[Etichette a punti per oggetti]

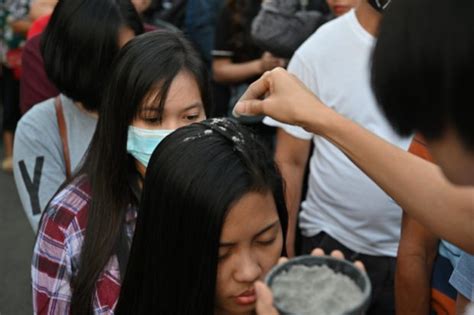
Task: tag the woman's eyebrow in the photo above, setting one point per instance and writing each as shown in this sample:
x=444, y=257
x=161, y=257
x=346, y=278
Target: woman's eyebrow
==
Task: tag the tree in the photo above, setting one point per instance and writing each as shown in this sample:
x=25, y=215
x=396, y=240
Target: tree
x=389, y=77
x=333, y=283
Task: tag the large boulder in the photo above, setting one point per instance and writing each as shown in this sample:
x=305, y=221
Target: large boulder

_Consegna_
Riscrivi le righe dalla riga con "Task: tag the large" alla riga con "Target: large boulder", sostituendo "boulder" con "rock" e lasciando invariato tutto il resto.

_Risultato completo_
Task: tag the large rock in the photo above, setting one point per instance and writing each as shown in this sample:
x=305, y=221
Target: large rock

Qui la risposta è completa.